- **EXTRAIT CHOISI**
■ ■ ■ ■ ■

Une proposition ministérielle pour une nouvelle nomenclature des intitulés de licences, censée entrer en application à la rentrée de 2015, prévoit de faire disparaître l’actuelle mention Musicologie pour la réduire au statut d’un simple « parcours » d’une mention « Arts du spectacle » regroupant pêle-mêle cinéma, théâtre, danse, musicologie, audiovisuel… Les arguments des concepteurs de cette réforme sont ceux d’une lisibilité accrue de l’offre de formation, afin de favoriser la mobilité étudiante.
Où est la « cohérence » ?
Tout d’abord, il est écrit que cette nouvelle nomenclature « doit être mise en concordance avec celle du master ». Or, dans la liste des mentions de masters, une mention « Musique, Musicologie » apparaît en toutes lettres. D’autre part, alors que la volonté de « cohérence » est rappelée dans ces deux propositions de nomenclatures de licences et masters, on constate en licence, outre la mention fourre-tout « Arts du spectacle » déjà évoquée et une mention « Arts plastiques », une autre mention « Arts », sans aucune précision, dont on ne voit pas très bien ce qu’elle recouvre. En master, outre la « Musique, Musicologie », on trouve une mention « Arts du spectacle, arts de la scène » à côté d’une mention « Théâtre, danse, cirque, arts de la rue » : si la musique, la danse et le théâtre (voire le cirque) font l’objet de mentions spéciales, on ne voit pas très bien ce que recouvrirait cette autre mention « Arts du spectacle, arts de la scène ». On constate donc un flou important dans cette nomenclature. Serait-ce là le signe d’une réforme engagée dans l’urgence, sans concertation avec les spécialistes de la discipline ? En tout cas, c’est la marque d’une certaine ignorance de ce qui fait la spécificité de nos domaines de spécialités. En l’état, une telle réforme marquerait la fin de plus de 60 années de musicologie universitaire et constituerait une régression scientifique et intellectuelle sans précédent.

■ ■ ■ ■ ■

- **TÂCHE COURTE A**
Relevez dans l'extrait sur la réforme des licences toutes les mentions de master qui y sont citées.
- **TÂCHE COURTE B**
Traduisez en anglais la phrase suivante de l'extrait : « Or, dans la liste des mentions de masters, une mention « Musique, Musicologie » apparaît en toutes lettres. »
- **TÂCHE COURTE C**
Réécrivez sous forme de liste plus courte le paragraphe de l'extrait qui commence par « Tout d’abord, il est écrit », en gardant ses faits principaux.
Appuyez-vous uniquement sur l'extrait choisi.

- **DONNÉES FOURNIES**
■ ■ ■ ■ ■

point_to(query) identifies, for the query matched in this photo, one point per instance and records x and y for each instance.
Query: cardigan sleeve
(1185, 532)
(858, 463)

■ ■ ■ ■ ■

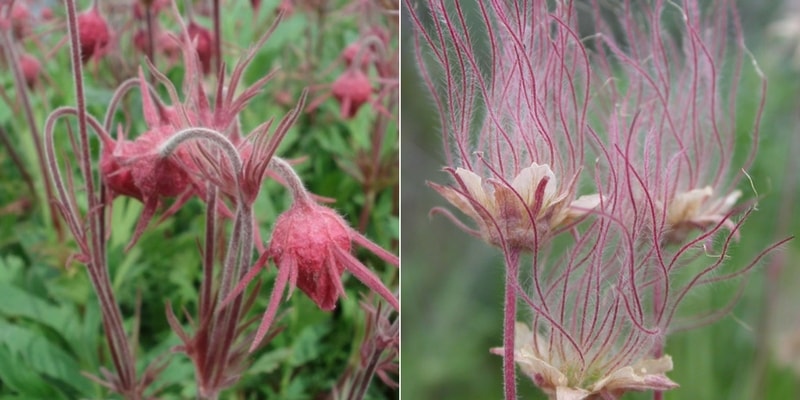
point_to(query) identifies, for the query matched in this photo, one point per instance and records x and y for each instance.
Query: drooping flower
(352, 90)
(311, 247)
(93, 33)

■ ■ ■ ■ ■

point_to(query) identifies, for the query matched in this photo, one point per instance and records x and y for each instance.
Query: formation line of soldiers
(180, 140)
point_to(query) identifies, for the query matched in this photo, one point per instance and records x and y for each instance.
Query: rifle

■ ■ ■ ■ ■

- **RÉSULTAT FINAL A**
- « Musique, Musicologie »
- « Arts du spectacle, arts de la scène »
- « Théâtre, danse, cirque, arts de la rue »

- **RÉSULTAT FINAL B**
Yet, in the list of master's degree specializations, a "Musique, Musicologie" specialization appears explicitly.

- **RÉSULTAT FINAL C**
- La nouvelle nomenclature des licences doit concorder avec celle du master, où figure pourtant une mention « Musique, Musicologie ».
- En licence, on trouve, outre la mention « Arts du spectacle » et une mention « Arts plastiques », une mention « Arts » sans précision.
- En master, une mention « Arts du spectacle, arts de la scène » côtoie une mention « Théâtre, danse, cirque, arts de la rue », et son contenu reste flou.
- Ce flou suggère une réforme menée dans l'urgence, sans concertation avec les spécialistes, et ignorante de la spécificité de ces domaines.
- Une telle réforme mettrait fin à plus de 60 ans de musicologie universitaire et serait une régression scientifique et intellectuelle sans précédent.